* _Exercise brief_
Copy each line below in which the string "yellow" occurs.

Task input Block Start

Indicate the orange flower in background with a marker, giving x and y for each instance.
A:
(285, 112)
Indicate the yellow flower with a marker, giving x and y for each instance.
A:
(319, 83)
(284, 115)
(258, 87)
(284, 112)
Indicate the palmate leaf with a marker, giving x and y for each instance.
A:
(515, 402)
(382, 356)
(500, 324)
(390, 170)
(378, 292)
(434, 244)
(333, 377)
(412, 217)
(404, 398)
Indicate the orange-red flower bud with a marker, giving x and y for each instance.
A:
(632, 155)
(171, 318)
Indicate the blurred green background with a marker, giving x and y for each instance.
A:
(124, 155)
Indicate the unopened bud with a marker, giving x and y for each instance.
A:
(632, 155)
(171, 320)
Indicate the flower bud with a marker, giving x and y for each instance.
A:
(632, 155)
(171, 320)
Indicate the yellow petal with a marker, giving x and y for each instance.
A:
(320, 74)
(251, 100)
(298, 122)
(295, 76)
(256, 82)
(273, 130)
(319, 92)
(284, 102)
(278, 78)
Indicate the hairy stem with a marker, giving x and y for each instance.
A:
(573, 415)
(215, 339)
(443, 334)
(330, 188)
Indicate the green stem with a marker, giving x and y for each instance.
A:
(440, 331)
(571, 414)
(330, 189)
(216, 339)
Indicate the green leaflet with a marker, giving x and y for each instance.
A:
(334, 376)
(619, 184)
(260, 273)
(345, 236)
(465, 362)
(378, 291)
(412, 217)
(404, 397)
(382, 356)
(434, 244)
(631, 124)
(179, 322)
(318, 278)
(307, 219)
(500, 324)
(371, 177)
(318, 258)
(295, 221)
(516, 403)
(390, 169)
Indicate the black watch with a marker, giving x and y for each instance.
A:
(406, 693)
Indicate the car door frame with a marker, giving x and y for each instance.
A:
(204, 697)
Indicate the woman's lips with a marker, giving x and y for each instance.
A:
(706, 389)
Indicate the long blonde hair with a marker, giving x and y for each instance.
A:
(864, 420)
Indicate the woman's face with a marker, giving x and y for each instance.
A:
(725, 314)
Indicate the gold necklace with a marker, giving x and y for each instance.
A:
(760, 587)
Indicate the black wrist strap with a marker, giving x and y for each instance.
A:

Task input Block End

* _Answer to this task_
Indicate the yellow flower with a marker, giving x and y for each instance.
Indicate the yellow petal with a marker, giving x and y for each instance.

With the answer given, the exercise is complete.